(Recorded data)

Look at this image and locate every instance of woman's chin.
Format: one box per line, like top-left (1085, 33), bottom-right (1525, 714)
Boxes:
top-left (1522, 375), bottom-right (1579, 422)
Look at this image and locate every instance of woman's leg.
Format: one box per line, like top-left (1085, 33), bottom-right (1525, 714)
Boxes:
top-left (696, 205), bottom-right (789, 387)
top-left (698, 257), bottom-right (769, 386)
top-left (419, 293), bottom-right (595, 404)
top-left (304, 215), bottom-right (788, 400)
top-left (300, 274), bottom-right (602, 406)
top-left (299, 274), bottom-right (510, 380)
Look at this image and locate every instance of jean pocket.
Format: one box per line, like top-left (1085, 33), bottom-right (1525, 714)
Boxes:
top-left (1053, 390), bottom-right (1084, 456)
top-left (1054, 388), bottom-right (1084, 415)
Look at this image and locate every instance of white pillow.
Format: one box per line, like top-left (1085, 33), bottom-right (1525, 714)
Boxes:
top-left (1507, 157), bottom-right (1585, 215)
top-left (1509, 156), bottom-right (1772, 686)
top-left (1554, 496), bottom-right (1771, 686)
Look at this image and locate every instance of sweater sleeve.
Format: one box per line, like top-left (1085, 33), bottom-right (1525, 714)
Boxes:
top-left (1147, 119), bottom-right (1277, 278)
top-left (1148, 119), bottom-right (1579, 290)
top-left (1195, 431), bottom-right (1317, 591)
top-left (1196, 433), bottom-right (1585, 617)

(End Recorded data)
(Recorded data)

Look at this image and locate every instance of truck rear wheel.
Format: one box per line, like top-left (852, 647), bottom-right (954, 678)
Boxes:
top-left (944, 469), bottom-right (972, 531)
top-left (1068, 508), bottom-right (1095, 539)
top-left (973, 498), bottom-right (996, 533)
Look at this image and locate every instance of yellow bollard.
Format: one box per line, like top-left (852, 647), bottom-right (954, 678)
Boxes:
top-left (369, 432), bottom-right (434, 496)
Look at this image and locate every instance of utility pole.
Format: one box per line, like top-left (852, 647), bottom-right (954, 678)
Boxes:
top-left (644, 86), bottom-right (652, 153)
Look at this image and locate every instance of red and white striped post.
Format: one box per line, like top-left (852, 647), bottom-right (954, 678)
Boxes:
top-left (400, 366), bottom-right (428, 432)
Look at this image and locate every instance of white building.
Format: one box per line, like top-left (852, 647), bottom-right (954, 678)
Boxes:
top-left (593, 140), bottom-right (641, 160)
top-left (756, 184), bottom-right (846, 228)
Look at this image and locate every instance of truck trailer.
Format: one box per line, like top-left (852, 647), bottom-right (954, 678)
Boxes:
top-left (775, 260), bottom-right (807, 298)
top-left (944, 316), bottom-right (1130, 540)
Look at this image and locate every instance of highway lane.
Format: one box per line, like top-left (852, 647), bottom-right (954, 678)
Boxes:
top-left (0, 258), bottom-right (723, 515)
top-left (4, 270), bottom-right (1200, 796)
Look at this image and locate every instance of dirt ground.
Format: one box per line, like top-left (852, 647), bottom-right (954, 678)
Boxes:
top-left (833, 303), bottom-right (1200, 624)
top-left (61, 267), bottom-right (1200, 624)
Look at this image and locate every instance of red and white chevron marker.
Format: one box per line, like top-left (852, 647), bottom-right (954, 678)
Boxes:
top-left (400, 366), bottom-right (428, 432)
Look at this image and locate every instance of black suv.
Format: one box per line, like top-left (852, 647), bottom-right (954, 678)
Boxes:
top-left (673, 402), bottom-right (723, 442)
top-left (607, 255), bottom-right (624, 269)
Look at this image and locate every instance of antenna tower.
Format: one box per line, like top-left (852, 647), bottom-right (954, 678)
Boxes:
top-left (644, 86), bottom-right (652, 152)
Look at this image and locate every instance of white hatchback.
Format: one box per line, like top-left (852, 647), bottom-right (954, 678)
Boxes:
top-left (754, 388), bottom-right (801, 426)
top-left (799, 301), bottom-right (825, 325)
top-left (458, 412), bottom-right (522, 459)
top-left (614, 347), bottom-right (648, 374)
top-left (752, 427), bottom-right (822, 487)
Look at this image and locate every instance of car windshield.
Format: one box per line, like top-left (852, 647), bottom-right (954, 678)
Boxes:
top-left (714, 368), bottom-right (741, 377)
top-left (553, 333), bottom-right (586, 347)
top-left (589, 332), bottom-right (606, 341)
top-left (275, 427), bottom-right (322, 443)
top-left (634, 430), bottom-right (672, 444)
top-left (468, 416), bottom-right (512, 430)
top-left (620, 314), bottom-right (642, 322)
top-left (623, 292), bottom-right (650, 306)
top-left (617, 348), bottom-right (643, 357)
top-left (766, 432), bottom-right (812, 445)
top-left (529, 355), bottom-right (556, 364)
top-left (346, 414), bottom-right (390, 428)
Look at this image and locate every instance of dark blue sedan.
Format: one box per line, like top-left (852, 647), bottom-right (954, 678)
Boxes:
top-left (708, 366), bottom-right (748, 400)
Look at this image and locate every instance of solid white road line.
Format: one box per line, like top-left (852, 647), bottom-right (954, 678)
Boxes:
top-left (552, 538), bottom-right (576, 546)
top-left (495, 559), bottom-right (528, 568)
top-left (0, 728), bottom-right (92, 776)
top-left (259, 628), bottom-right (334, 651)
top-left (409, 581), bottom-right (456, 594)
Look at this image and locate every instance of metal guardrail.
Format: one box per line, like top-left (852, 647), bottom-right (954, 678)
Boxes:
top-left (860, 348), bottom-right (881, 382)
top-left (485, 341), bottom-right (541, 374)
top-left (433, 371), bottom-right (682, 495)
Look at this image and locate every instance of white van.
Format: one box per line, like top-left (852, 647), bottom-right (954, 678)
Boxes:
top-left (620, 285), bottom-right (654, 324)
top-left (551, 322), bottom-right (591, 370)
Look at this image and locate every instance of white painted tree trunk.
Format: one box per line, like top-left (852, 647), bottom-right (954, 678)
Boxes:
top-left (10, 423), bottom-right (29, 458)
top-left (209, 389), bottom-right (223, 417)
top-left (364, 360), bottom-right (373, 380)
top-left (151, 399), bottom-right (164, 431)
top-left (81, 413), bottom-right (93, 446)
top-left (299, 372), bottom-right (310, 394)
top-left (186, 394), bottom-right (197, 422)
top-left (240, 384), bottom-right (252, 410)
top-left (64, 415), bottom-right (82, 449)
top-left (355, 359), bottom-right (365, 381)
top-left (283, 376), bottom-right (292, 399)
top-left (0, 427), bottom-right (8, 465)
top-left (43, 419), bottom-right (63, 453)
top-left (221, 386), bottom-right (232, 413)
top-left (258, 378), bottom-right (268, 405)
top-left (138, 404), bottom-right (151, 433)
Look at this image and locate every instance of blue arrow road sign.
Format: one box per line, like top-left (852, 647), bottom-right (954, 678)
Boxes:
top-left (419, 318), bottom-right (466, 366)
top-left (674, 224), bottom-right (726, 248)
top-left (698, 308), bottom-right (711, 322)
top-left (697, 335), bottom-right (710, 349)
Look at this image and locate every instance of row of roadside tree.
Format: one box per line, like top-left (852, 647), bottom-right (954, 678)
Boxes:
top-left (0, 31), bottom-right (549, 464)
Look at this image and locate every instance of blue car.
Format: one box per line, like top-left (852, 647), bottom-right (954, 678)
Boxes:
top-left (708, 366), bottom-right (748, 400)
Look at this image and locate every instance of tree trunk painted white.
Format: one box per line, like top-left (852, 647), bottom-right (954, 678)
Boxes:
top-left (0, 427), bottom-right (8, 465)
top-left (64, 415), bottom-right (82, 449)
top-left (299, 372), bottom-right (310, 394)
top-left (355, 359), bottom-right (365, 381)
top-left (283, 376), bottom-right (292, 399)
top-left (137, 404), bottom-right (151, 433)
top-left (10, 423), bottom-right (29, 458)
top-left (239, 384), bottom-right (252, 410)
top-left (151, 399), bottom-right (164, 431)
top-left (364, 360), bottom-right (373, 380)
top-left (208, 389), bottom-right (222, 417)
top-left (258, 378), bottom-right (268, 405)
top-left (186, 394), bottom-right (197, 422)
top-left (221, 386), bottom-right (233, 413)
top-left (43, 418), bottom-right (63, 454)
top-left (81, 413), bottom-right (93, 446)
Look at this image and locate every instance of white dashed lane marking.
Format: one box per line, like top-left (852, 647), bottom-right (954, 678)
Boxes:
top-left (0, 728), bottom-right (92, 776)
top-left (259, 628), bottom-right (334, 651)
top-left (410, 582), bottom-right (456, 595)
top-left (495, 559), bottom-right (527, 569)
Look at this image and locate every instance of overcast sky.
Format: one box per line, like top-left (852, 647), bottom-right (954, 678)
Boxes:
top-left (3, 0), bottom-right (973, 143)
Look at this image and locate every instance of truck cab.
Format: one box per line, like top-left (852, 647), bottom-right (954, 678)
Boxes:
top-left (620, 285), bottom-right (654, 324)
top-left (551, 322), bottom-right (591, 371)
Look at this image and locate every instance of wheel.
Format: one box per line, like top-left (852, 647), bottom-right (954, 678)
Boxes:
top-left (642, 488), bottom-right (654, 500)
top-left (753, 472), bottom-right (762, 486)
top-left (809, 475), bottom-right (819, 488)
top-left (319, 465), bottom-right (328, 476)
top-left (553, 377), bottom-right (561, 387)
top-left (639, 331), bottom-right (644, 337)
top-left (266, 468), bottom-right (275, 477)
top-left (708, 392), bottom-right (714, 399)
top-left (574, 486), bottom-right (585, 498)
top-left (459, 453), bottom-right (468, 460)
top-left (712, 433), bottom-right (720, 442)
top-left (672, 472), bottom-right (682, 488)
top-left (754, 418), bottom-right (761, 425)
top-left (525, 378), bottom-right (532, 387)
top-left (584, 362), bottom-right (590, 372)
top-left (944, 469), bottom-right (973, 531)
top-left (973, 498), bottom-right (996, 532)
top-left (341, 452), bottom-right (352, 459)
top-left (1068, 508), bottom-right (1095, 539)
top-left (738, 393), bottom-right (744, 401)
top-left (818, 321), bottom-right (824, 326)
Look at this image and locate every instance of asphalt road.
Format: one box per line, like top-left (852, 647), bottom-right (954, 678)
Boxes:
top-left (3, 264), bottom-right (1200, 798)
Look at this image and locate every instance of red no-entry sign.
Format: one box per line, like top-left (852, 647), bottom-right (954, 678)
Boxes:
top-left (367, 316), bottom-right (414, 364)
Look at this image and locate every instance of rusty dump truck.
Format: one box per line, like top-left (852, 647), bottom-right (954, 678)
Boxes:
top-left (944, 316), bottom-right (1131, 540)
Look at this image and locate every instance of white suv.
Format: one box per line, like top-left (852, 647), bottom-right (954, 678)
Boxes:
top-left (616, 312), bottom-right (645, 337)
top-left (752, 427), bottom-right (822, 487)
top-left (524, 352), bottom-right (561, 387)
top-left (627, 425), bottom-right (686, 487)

(End Recorded data)
(Recorded data)

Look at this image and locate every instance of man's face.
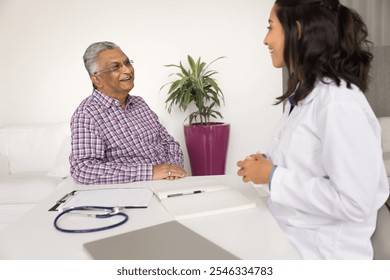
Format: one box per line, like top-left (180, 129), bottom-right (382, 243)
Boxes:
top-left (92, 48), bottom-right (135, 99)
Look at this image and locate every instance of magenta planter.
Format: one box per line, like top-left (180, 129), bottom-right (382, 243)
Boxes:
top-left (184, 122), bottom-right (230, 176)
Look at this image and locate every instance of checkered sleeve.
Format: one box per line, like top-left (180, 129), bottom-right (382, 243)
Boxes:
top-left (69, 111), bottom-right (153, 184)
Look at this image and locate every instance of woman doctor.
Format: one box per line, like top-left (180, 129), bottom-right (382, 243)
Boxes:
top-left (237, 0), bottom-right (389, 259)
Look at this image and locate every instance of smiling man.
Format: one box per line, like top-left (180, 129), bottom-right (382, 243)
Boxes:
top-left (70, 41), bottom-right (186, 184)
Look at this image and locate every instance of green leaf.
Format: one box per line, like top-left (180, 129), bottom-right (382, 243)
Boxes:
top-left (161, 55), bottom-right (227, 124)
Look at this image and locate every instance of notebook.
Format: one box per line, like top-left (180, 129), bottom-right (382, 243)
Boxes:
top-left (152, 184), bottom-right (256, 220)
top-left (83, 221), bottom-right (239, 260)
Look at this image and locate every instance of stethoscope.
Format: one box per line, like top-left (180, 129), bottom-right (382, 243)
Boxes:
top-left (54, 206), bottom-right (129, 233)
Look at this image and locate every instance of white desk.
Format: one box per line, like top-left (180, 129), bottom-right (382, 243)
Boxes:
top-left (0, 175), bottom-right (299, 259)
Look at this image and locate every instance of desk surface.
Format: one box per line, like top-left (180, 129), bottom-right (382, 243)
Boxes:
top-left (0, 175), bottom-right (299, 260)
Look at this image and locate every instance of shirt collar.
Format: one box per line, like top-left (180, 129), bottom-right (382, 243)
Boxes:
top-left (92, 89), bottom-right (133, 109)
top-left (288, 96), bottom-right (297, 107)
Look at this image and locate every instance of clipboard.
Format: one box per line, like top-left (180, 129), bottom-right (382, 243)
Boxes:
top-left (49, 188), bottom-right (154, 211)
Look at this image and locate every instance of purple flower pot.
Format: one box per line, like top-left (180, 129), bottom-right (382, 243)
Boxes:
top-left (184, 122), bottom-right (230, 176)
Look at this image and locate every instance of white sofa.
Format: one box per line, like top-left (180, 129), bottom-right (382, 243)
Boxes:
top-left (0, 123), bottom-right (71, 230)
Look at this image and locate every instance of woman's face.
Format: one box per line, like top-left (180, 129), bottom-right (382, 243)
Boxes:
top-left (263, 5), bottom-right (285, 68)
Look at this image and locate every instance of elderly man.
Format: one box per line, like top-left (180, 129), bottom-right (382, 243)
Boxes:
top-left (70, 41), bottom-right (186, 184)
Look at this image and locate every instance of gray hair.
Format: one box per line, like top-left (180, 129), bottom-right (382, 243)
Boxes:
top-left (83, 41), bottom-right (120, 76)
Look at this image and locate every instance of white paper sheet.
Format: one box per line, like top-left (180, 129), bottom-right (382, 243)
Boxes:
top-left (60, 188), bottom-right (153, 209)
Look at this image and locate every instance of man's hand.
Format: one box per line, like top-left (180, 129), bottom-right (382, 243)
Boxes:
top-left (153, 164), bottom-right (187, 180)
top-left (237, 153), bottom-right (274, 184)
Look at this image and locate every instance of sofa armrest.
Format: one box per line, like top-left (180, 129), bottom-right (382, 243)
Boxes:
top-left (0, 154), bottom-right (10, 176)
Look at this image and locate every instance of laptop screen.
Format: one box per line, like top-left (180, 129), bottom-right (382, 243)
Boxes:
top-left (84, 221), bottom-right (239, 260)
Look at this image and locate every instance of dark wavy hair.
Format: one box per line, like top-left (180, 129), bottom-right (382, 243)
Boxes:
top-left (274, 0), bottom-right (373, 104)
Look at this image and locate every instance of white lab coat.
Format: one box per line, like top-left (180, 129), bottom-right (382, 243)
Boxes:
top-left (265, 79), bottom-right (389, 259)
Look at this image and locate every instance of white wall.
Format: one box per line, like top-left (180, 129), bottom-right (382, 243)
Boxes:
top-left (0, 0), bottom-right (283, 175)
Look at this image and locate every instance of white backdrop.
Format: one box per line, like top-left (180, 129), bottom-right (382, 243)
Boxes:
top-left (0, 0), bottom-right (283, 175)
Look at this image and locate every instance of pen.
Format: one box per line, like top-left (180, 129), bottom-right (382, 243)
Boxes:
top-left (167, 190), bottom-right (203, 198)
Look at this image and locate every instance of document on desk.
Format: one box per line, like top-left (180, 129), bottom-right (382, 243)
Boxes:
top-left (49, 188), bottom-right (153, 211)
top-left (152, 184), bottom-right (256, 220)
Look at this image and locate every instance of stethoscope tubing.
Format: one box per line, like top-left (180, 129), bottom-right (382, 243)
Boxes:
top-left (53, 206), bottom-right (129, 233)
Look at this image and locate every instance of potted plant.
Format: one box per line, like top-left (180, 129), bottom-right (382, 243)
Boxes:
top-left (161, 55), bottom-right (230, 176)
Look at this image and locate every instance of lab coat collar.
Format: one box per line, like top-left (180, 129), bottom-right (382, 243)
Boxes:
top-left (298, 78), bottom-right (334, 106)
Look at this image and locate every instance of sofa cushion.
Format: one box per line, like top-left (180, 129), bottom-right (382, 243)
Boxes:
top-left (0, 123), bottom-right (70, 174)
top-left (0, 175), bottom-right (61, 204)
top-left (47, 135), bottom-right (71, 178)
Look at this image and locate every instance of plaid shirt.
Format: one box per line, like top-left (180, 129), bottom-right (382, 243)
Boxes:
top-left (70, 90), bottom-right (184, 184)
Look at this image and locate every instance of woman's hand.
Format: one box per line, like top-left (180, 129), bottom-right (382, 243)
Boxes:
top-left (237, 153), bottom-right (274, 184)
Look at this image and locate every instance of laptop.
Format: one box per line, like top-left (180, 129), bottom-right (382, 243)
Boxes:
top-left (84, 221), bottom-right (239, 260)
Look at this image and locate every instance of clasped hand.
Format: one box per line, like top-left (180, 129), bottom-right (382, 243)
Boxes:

(End Recorded data)

Work request: Begin at the line that has "Look at this image and locate every instance of woman's chin." in the entries above; stop after the line that has "Look at this image and locate every instance of sweater". Transcribe exactly those lines and no others.

Exercise solution:
Look at this image and locate every instance of woman's chin.
Format: one box per line, like top-left (1085, 33), bottom-right (1525, 714)
Boxes:
top-left (1522, 375), bottom-right (1579, 422)
Look at this image and locate every instance of woman's leg.
Format: one box per line, like top-left (1085, 33), bottom-right (1525, 714)
Boxes:
top-left (696, 205), bottom-right (789, 387)
top-left (698, 257), bottom-right (769, 386)
top-left (419, 293), bottom-right (595, 404)
top-left (304, 215), bottom-right (788, 400)
top-left (300, 274), bottom-right (602, 406)
top-left (299, 274), bottom-right (510, 380)
Look at this image and locate every instance of jean pocket.
Format: one box per line, like top-left (1085, 33), bottom-right (1525, 714)
Boxes:
top-left (1053, 390), bottom-right (1084, 456)
top-left (1054, 388), bottom-right (1084, 415)
Look at this image and locate every instance of white pillow.
Format: one box per line, like top-left (1085, 33), bottom-right (1525, 714)
Boxes:
top-left (1507, 157), bottom-right (1585, 215)
top-left (1509, 156), bottom-right (1772, 686)
top-left (1554, 496), bottom-right (1771, 686)
Look at this image and locate every instance of sweater sleeve.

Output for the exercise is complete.